- **WHAT NEEDS TO BE DONE**
For the records below, output word for word the lines from the one with "Mark every instance of the baseball" up to and including the one with "Form: x=506 y=347". No pictures.

- **STUDY MATERIAL**
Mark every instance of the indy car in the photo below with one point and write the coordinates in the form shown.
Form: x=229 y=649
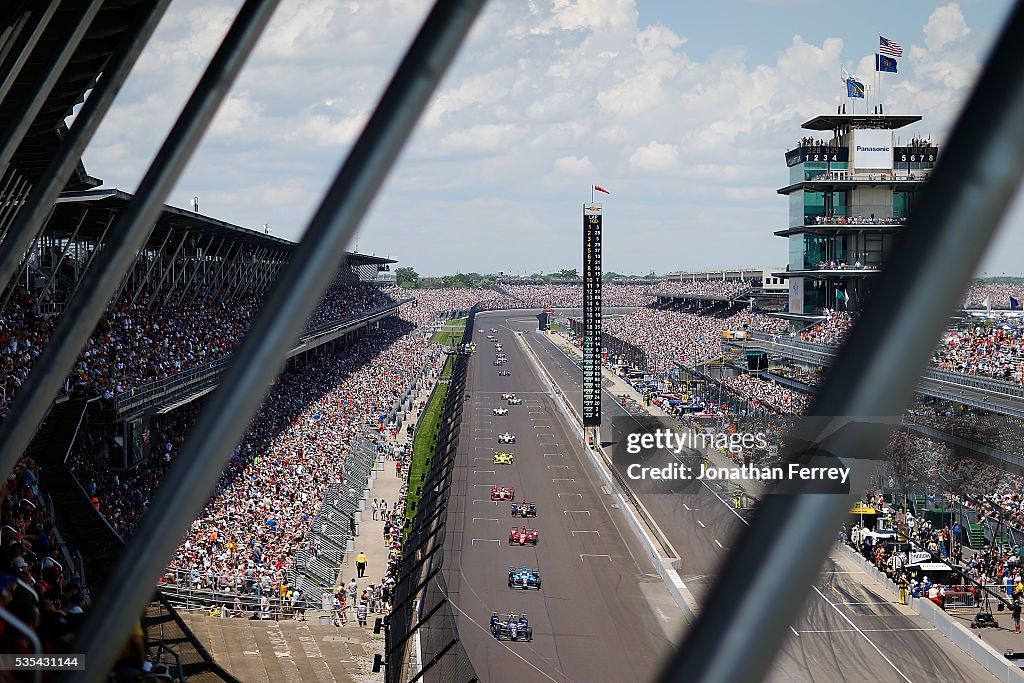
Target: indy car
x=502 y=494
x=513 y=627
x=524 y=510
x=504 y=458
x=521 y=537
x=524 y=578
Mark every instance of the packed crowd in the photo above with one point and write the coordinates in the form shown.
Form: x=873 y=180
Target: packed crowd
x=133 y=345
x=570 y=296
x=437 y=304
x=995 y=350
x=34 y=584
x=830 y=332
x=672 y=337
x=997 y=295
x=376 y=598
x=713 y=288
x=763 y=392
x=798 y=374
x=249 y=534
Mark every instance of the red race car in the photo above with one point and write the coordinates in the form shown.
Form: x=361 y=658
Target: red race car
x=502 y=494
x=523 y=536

--

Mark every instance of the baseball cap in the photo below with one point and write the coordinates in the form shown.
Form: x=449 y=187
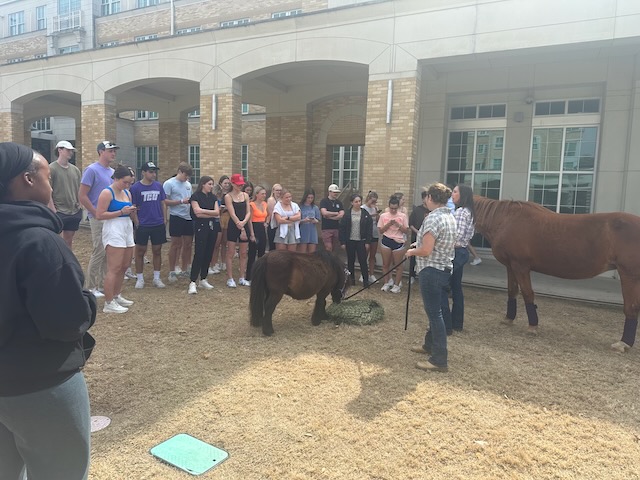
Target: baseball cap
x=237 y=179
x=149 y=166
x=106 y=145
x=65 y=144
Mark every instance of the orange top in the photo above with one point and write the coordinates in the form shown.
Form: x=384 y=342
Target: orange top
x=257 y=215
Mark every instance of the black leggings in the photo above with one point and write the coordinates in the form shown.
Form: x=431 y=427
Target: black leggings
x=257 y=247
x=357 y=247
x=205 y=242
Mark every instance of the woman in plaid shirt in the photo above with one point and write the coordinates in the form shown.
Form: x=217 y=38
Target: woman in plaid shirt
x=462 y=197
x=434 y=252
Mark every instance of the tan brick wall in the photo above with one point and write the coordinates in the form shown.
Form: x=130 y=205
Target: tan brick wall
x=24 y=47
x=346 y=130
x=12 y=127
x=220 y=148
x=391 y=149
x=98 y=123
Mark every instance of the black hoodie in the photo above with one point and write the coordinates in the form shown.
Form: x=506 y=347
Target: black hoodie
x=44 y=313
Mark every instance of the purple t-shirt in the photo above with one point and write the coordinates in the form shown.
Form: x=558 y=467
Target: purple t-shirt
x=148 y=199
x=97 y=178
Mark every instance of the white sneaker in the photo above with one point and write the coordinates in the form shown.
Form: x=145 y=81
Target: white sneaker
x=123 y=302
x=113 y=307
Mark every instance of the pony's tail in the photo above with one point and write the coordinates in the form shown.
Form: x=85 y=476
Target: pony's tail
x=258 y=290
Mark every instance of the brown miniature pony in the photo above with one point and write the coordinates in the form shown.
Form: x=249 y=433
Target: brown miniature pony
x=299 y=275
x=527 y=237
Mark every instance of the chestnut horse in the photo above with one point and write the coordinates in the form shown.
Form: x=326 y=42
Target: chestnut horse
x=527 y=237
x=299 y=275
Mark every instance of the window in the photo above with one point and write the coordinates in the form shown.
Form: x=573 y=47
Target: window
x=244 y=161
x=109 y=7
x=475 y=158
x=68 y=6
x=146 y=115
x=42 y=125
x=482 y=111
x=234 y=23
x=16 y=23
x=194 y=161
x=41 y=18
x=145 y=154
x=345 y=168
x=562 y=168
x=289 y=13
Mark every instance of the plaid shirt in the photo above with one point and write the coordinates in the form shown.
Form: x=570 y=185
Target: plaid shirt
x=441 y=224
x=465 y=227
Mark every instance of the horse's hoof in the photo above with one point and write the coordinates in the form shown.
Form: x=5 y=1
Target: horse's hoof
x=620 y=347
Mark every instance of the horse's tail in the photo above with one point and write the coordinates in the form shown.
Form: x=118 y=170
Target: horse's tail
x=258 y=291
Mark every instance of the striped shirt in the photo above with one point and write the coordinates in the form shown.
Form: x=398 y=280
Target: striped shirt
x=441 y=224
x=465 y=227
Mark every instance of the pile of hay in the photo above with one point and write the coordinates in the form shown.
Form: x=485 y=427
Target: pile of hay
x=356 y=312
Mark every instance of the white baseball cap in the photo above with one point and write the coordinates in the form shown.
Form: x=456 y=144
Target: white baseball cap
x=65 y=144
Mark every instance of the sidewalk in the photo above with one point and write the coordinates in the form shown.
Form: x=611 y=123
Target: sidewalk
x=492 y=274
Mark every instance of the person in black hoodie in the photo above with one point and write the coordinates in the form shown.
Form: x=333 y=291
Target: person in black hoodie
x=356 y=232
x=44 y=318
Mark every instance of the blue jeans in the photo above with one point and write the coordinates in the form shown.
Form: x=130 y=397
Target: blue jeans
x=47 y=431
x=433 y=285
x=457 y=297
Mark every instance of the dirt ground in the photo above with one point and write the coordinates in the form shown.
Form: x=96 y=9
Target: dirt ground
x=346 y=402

==

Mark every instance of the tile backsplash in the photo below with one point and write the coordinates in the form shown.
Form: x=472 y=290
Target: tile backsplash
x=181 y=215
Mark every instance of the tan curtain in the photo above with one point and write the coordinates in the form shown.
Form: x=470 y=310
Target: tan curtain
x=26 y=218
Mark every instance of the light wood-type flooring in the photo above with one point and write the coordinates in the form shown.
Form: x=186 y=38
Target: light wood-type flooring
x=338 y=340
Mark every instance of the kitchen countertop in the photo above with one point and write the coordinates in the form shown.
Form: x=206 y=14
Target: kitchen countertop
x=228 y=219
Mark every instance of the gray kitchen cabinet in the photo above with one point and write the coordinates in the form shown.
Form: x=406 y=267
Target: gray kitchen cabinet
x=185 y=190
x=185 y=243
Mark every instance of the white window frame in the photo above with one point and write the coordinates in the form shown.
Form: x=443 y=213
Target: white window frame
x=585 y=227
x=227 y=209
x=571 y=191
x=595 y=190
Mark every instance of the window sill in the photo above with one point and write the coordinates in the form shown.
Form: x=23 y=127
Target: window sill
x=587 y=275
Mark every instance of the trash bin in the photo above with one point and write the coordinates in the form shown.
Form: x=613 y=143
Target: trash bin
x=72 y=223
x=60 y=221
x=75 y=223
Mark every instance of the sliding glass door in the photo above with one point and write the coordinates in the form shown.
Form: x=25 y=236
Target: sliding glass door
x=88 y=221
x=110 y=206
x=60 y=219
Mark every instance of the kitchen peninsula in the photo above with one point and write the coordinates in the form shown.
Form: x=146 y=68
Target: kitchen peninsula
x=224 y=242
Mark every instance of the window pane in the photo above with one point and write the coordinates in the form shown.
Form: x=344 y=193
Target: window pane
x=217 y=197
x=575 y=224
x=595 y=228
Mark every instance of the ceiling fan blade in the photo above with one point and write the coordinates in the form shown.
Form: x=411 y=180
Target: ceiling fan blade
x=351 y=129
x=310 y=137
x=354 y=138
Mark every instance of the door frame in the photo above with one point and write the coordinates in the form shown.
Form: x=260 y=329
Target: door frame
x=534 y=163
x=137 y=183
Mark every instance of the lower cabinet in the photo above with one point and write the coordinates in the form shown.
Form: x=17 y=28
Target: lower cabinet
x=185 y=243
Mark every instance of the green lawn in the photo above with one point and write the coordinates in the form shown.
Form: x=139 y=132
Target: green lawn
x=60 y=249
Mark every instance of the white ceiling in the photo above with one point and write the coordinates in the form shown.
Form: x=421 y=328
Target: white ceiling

- **ANSWER TO THIS TASK**
Mark every instance of the baseball cap in the photo below with one point and write the coordinates in the form shown.
Form: x=449 y=187
Target: baseball cap
x=237 y=179
x=149 y=166
x=106 y=145
x=65 y=144
Mark every instance of the orange top in the photo above with one point and write the coordinates in the form shown.
Form: x=384 y=342
Target: orange top
x=257 y=215
Mark every instance of the black leggings in the photo above with one point and write the coordinates in the form shown.
Form: x=431 y=427
Target: black leggings
x=257 y=247
x=357 y=247
x=205 y=242
Mark every instance of the woman in plaid shirt in the photo above with one point and write the coordinates in the form shown.
Form: x=217 y=38
Target: woman in plaid shirt
x=462 y=197
x=434 y=252
Mark every instance of the tan brick wall in the photo above with one point and write the coordinates in the form shown.
Form: x=130 y=205
Target: tan brick wall
x=24 y=47
x=346 y=130
x=12 y=127
x=220 y=148
x=391 y=149
x=98 y=123
Mark every instance of the black hoodie in the photo above with one point and write the coordinates in the form shown.
Form: x=506 y=347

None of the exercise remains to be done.